PROBLEM STATEMENT: Within the records, find every line that includes the word "blue" and copy it.

DATA:
= = =

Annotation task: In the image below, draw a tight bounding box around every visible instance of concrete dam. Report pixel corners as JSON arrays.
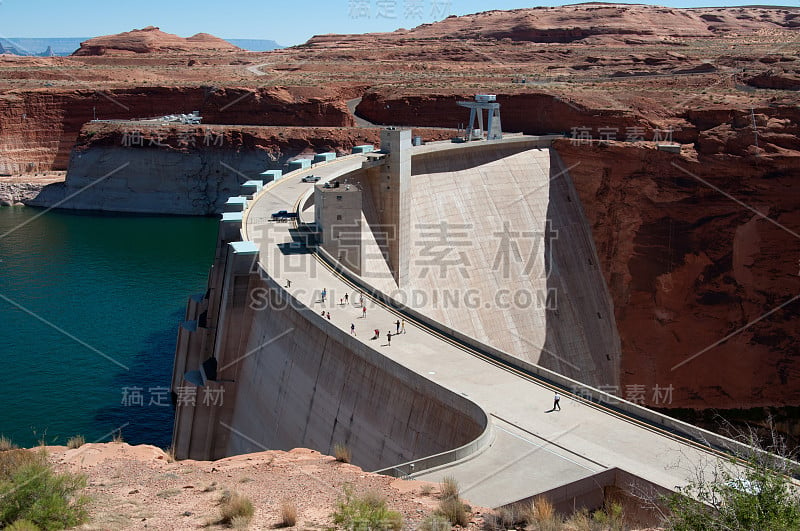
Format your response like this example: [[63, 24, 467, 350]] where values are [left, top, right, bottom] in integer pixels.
[[171, 130, 755, 510]]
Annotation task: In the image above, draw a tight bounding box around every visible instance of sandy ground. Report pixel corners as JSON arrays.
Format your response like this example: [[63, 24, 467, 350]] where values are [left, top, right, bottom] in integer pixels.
[[44, 443, 489, 530]]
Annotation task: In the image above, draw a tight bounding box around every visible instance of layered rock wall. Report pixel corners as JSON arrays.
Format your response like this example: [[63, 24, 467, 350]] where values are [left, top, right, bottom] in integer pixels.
[[0, 87, 354, 173], [556, 139, 800, 409]]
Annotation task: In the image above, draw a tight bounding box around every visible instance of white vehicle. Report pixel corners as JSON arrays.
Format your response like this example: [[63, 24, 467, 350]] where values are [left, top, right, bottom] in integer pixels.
[[301, 175, 320, 183]]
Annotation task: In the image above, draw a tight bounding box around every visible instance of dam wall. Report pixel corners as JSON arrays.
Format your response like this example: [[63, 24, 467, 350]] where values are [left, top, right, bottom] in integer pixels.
[[348, 138, 621, 388], [171, 210, 488, 469]]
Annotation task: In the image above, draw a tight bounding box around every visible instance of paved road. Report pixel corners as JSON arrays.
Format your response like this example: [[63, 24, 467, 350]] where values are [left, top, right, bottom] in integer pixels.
[[242, 150, 731, 508]]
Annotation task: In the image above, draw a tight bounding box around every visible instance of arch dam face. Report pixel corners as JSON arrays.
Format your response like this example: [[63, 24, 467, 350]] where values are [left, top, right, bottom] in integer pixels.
[[171, 134, 750, 511]]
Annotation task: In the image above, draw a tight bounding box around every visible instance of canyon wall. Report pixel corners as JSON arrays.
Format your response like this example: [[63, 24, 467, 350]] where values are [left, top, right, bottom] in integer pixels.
[[0, 87, 355, 173], [356, 91, 799, 149], [555, 139, 800, 409]]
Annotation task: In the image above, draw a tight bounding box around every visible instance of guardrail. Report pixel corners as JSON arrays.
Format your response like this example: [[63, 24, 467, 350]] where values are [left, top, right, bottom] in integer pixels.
[[373, 417, 495, 478], [245, 137, 797, 481]]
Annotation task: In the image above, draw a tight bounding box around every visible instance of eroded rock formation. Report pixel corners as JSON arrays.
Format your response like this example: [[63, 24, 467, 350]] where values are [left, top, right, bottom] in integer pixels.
[[555, 139, 800, 409]]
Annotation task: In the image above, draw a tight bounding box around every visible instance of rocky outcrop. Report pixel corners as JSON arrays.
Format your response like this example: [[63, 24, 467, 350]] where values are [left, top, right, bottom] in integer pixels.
[[0, 181, 45, 205], [0, 173, 64, 205], [72, 26, 240, 56], [555, 139, 800, 410], [308, 4, 799, 45]]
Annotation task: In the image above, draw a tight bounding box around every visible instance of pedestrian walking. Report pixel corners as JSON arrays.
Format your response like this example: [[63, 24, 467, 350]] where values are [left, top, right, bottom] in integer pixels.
[[344, 293, 349, 304], [286, 279, 291, 288], [362, 306, 367, 318], [395, 319, 400, 334], [401, 319, 405, 334], [326, 312, 331, 320], [321, 288, 327, 303], [350, 323, 356, 335], [387, 331, 391, 346], [372, 329, 379, 340], [553, 392, 561, 411], [340, 298, 343, 306]]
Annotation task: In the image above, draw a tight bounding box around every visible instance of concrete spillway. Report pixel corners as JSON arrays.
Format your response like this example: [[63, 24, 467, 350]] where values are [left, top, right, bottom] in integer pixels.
[[172, 135, 756, 512]]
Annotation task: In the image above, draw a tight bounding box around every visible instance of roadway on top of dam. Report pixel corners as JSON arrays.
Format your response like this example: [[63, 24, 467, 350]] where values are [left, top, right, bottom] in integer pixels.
[[241, 140, 732, 508]]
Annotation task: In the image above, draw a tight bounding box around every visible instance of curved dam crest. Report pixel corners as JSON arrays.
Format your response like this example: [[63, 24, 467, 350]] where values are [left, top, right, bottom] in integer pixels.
[[172, 133, 756, 510]]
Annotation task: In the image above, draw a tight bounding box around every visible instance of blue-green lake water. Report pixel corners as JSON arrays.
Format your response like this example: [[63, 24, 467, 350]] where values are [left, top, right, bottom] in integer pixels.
[[0, 207, 217, 449]]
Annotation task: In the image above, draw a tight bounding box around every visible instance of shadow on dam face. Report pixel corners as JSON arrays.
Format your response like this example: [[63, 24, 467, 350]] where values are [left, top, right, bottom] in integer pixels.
[[172, 261, 488, 469], [385, 142, 622, 389]]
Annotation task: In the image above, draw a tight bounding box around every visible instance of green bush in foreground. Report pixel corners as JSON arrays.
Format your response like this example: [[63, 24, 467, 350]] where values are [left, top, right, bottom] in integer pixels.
[[0, 449, 89, 530], [4, 519, 41, 531], [332, 485, 403, 530], [666, 443, 800, 531]]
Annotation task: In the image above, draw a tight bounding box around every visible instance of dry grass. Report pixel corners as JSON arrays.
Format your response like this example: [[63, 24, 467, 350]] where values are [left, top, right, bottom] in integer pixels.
[[419, 512, 451, 531], [218, 491, 254, 526], [0, 435, 17, 451], [0, 449, 37, 480], [112, 430, 124, 443], [66, 435, 85, 449], [278, 499, 297, 527], [439, 476, 459, 500], [333, 443, 351, 463], [419, 483, 435, 496], [437, 496, 469, 527], [521, 496, 556, 524], [435, 476, 470, 527], [164, 446, 176, 463]]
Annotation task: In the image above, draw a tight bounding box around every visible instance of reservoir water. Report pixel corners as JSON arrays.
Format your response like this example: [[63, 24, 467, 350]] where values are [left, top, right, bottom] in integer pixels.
[[0, 206, 217, 449]]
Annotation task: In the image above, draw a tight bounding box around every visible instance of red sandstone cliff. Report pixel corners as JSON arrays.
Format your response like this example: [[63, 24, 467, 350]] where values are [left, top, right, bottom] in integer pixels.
[[0, 87, 355, 173], [555, 139, 800, 410], [72, 26, 240, 56]]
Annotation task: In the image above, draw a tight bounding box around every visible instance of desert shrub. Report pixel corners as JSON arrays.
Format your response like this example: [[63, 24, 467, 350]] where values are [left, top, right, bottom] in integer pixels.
[[0, 450, 89, 530], [436, 496, 470, 527], [332, 485, 403, 530], [419, 483, 434, 496], [591, 501, 624, 530], [0, 436, 17, 451], [66, 435, 84, 449], [278, 499, 297, 527], [663, 424, 800, 531], [0, 450, 37, 480], [218, 491, 254, 526], [439, 476, 459, 500], [5, 520, 40, 530], [519, 497, 561, 530], [333, 443, 352, 464], [419, 512, 451, 531], [434, 476, 470, 527], [666, 457, 800, 531], [230, 514, 251, 530]]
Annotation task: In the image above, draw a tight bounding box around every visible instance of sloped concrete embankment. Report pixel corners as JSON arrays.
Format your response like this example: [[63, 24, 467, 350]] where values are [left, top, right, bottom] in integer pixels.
[[172, 217, 488, 470]]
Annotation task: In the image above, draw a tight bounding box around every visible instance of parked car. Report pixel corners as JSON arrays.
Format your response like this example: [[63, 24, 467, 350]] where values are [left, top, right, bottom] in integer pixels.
[[301, 175, 320, 183], [271, 210, 298, 221]]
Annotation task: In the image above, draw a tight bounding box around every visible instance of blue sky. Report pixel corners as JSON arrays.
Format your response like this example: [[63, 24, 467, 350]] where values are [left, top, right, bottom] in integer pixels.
[[0, 0, 795, 46]]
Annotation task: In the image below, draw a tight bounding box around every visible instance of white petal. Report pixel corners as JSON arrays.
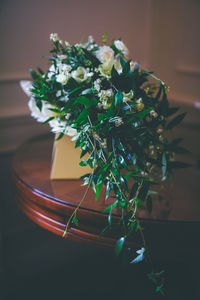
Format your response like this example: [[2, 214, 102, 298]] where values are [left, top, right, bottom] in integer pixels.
[[20, 80, 33, 97]]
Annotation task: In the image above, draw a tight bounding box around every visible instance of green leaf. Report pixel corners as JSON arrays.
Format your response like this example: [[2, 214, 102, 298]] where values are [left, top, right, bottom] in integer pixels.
[[118, 155, 127, 167], [102, 31, 108, 45], [56, 132, 64, 140], [37, 67, 44, 75], [29, 68, 39, 80], [80, 149, 88, 158], [68, 86, 82, 96], [72, 216, 78, 226], [35, 99, 42, 111], [74, 96, 97, 107], [42, 116, 54, 124], [146, 195, 152, 214], [115, 237, 125, 256], [158, 92, 169, 116], [75, 108, 88, 124], [79, 160, 88, 167], [154, 85, 162, 103], [108, 210, 112, 225], [89, 97, 98, 106], [118, 140, 126, 153], [122, 60, 131, 75], [98, 102, 115, 121], [119, 56, 126, 69], [115, 91, 123, 105], [130, 247, 145, 263], [125, 171, 134, 180], [74, 96, 90, 106], [103, 200, 118, 213], [111, 65, 120, 80], [139, 182, 150, 201], [95, 181, 103, 201], [48, 108, 61, 113], [129, 182, 139, 199], [166, 112, 186, 129], [162, 153, 167, 178], [82, 48, 100, 67], [136, 107, 152, 119], [105, 181, 110, 200]]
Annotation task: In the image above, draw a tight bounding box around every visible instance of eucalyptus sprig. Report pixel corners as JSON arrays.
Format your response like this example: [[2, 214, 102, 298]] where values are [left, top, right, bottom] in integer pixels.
[[21, 33, 189, 295]]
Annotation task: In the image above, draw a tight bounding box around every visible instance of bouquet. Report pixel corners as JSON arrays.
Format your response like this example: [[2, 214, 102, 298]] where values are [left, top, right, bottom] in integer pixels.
[[21, 33, 188, 294]]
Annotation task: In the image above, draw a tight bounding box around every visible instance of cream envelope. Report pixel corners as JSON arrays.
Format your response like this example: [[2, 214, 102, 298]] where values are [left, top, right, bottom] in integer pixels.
[[50, 135, 91, 179]]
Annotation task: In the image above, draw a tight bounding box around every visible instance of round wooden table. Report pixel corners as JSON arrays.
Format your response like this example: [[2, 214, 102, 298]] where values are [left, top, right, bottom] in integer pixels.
[[12, 135, 200, 259]]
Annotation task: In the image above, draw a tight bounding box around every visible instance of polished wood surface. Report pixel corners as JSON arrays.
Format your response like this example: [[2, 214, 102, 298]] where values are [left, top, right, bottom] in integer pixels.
[[12, 135, 200, 257]]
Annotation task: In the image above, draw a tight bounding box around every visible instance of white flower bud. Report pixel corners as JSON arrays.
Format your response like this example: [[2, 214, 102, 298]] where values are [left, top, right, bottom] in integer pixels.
[[56, 90, 62, 97], [135, 98, 144, 111], [150, 110, 158, 118], [88, 35, 94, 43], [157, 128, 163, 134], [64, 41, 70, 47], [123, 90, 134, 102], [115, 117, 123, 127], [50, 33, 60, 42], [94, 79, 101, 91], [130, 61, 138, 72], [114, 40, 129, 58]]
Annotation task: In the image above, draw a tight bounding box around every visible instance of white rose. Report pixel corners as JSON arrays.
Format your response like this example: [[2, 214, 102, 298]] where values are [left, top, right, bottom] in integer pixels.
[[20, 80, 33, 97], [71, 66, 88, 82], [114, 40, 129, 58], [95, 46, 114, 64], [98, 60, 113, 78], [56, 73, 69, 85], [28, 98, 54, 122]]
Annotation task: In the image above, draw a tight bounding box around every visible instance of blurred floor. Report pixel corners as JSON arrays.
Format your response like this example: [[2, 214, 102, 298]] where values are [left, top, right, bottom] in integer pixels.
[[0, 153, 200, 300]]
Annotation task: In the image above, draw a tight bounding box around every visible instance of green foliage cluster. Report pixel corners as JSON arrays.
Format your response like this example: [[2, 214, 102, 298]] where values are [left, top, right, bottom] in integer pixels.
[[29, 34, 188, 295]]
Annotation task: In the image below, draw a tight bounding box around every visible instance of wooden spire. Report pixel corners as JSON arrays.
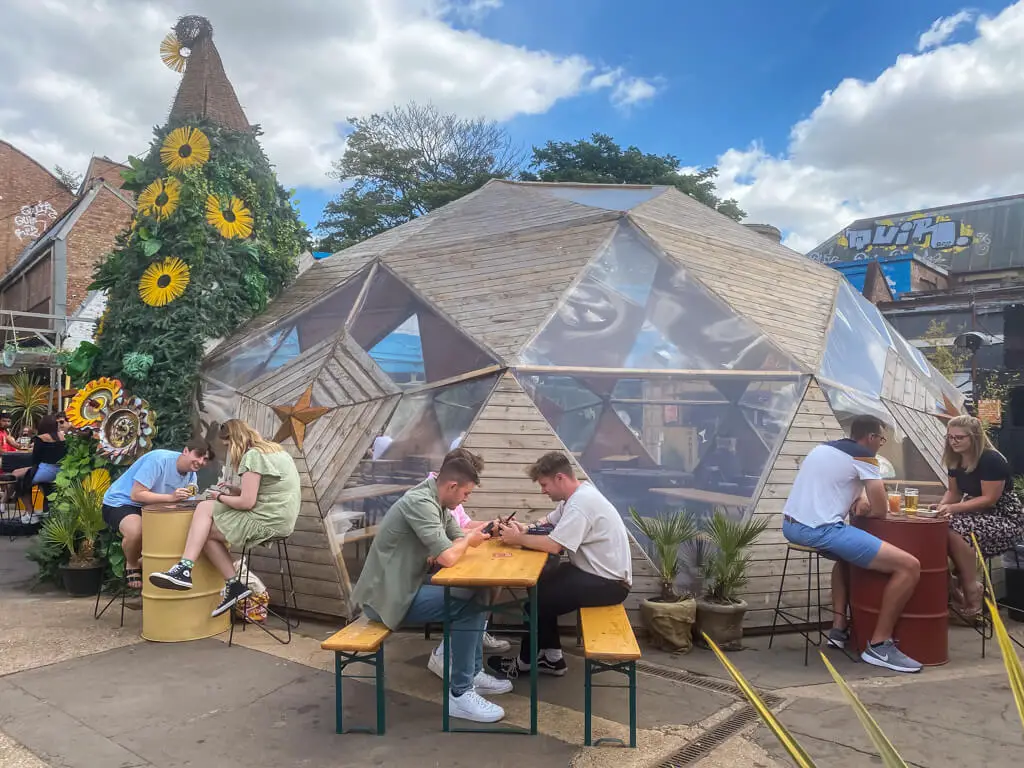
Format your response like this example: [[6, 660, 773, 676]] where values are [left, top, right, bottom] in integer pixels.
[[167, 16, 250, 133]]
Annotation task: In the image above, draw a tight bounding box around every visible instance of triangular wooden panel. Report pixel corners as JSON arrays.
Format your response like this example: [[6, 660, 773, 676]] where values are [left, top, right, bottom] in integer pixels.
[[312, 333, 401, 407], [631, 199, 839, 372], [236, 395, 279, 440], [743, 379, 844, 626], [883, 400, 950, 485], [302, 396, 401, 511], [243, 337, 335, 406], [385, 216, 619, 363]]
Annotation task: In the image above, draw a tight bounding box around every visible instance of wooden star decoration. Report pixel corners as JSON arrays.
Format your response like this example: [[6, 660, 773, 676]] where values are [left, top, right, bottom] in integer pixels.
[[271, 384, 330, 450]]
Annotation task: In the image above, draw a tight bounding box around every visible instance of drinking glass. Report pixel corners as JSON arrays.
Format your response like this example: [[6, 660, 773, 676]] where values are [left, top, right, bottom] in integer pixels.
[[903, 488, 919, 516]]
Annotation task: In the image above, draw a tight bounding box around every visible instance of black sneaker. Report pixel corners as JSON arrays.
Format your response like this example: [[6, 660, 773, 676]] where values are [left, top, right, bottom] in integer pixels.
[[211, 581, 253, 618], [486, 654, 567, 678], [149, 562, 193, 590]]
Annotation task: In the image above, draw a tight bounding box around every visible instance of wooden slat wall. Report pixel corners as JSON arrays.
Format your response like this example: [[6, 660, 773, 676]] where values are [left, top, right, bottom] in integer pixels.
[[384, 216, 619, 362], [631, 191, 840, 372], [884, 400, 950, 484], [462, 372, 661, 628], [742, 380, 845, 627]]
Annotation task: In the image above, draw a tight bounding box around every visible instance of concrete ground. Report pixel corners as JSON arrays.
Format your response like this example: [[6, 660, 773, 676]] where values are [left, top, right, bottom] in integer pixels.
[[2, 536, 1023, 767]]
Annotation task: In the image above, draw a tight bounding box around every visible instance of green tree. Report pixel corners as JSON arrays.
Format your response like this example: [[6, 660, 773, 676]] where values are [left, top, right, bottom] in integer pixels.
[[520, 133, 745, 221], [317, 102, 523, 251], [921, 319, 969, 382]]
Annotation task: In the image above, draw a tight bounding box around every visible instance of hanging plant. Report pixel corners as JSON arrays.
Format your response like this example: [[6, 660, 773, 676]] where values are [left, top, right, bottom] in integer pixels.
[[160, 126, 211, 173], [205, 194, 253, 239], [138, 257, 190, 307], [137, 177, 182, 221]]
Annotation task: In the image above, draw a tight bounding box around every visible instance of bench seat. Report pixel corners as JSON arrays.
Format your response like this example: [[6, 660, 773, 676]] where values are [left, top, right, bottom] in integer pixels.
[[579, 604, 639, 748], [323, 618, 391, 735]]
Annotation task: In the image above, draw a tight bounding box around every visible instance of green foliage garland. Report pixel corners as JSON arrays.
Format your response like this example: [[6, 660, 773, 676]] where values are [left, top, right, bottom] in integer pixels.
[[91, 119, 308, 446]]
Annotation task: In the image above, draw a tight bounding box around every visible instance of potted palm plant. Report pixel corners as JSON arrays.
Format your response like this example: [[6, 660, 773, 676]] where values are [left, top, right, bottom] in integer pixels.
[[39, 477, 107, 596], [629, 507, 699, 652], [695, 508, 769, 650]]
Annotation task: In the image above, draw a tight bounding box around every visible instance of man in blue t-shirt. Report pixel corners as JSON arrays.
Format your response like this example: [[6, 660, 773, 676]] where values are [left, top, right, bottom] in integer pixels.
[[102, 438, 213, 589]]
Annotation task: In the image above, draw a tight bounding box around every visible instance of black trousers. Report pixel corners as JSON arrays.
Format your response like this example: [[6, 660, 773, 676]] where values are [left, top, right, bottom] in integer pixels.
[[519, 562, 630, 660]]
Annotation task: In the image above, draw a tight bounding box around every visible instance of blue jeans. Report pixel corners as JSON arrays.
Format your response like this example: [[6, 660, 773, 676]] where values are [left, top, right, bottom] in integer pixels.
[[365, 585, 486, 695]]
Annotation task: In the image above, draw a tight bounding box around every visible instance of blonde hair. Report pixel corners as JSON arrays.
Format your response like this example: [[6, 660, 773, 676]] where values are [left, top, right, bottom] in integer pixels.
[[943, 415, 1000, 473], [218, 419, 282, 472]]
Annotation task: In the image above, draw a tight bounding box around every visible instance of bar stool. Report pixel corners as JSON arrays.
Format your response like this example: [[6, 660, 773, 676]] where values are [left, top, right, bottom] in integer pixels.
[[768, 542, 828, 666], [953, 551, 1024, 658], [228, 536, 299, 647]]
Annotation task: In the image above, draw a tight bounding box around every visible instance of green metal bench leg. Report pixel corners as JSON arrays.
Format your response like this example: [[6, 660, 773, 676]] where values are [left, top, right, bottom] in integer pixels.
[[333, 648, 386, 735], [628, 661, 636, 749], [335, 652, 344, 734], [375, 646, 386, 735], [584, 659, 593, 746], [584, 658, 637, 748]]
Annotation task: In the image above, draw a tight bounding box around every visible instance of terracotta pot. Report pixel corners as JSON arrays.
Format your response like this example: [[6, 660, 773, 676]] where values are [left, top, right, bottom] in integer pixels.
[[640, 596, 697, 653], [695, 598, 748, 651]]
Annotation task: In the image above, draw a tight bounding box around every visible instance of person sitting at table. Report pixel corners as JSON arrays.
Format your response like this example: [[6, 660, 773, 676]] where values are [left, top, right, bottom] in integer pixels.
[[101, 437, 212, 590], [487, 451, 632, 679], [937, 415, 1024, 617], [11, 414, 67, 523], [351, 456, 511, 724], [424, 448, 512, 677], [149, 419, 301, 618], [782, 415, 923, 673], [0, 411, 19, 453]]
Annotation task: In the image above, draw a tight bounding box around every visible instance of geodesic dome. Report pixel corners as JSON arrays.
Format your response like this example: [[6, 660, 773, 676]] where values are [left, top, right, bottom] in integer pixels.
[[196, 180, 964, 624]]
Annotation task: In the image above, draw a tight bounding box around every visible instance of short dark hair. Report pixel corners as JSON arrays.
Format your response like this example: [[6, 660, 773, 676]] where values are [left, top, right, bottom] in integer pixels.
[[184, 436, 214, 461], [527, 451, 575, 482], [437, 456, 480, 486], [850, 415, 887, 441], [442, 447, 484, 474]]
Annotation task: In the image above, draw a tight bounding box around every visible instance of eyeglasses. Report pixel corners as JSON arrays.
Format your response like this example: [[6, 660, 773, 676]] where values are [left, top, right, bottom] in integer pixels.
[[871, 433, 887, 445], [947, 434, 970, 443]]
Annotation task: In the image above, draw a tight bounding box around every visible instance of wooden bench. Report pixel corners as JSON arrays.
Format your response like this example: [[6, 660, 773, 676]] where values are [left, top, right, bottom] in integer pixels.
[[321, 619, 392, 735], [580, 604, 641, 748]]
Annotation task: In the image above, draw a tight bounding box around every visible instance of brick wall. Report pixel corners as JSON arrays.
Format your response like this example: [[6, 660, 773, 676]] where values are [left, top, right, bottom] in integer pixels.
[[64, 186, 133, 314], [910, 260, 949, 293], [0, 142, 73, 274], [84, 157, 129, 191]]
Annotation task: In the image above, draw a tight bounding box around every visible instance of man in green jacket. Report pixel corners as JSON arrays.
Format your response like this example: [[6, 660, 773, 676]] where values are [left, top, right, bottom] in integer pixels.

= = =

ANSWER BELOW:
Annotation task: In the image above, draw a tight bounding box around every visible instance of blue-green lake water. Report pixel corners as JSON arrays.
Annotation task: In the image above, draw a tight bounding box around every visible instance of blue sky. Report pixel corners as JSON arrays.
Annotation task: In the image above, draw a tight bounding box around every visible instance of man in blue t-shirt. Report pixel corners as JSON arrays.
Annotation task: In the image above, draw a tight bounding box around every visible instance of blue jeans. Report pixel corners as JSON arrays.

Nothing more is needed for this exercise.